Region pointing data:
○ ○ ○ ○ ○

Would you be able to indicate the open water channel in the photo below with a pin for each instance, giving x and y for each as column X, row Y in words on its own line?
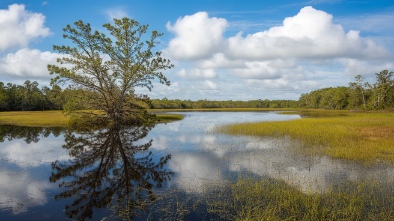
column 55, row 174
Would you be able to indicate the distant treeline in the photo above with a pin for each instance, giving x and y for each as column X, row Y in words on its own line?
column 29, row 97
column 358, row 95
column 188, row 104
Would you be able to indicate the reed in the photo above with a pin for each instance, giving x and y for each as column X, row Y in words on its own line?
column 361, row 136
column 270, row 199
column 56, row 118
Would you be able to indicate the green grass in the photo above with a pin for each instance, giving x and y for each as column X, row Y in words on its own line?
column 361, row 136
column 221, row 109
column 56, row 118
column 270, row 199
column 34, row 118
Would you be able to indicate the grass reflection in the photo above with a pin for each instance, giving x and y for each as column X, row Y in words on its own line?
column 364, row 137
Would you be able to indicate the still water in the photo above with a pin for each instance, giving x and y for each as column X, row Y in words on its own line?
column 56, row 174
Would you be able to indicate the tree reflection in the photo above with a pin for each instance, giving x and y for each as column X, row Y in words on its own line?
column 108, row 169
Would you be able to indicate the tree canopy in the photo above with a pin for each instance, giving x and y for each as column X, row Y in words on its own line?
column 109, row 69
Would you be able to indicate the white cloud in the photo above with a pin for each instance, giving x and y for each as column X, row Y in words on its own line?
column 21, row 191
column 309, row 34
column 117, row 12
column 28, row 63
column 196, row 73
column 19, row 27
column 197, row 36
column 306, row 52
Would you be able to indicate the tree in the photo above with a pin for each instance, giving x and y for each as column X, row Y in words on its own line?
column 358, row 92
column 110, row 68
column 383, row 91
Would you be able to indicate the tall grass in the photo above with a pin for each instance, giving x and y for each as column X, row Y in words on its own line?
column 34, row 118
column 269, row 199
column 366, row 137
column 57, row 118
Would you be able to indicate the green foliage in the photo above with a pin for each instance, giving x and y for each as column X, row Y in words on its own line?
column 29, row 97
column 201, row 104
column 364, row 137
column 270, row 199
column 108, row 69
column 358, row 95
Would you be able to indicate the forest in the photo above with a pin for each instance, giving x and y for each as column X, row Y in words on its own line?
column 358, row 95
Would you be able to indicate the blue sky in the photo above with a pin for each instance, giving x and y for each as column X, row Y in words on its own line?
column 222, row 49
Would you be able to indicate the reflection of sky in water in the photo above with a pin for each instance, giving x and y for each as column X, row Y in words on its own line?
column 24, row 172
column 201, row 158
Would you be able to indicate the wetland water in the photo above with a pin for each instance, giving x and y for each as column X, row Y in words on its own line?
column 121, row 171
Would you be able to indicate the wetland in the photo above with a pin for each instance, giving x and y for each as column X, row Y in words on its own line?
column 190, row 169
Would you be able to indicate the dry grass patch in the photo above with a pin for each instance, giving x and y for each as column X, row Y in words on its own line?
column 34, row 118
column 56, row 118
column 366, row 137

○ ○ ○ ○ ○

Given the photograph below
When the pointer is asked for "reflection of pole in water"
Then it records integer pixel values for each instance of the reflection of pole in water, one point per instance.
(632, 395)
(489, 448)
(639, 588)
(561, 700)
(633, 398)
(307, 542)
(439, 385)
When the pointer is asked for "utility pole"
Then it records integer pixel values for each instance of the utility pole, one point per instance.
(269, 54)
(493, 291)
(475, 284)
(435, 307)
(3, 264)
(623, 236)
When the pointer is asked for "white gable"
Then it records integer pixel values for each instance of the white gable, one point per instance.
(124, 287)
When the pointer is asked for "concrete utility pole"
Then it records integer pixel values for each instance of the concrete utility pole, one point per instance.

○ ○ ○ ○ ○

Filter the lines above so that only those with the string "When" remain, then copy them.

When the pointer is asked for "reflection of pole in water"
When the pointer is asked for "utility pole"
When the pointer is asked for "white gable"
When the pointer is asked for "concrete utility pole"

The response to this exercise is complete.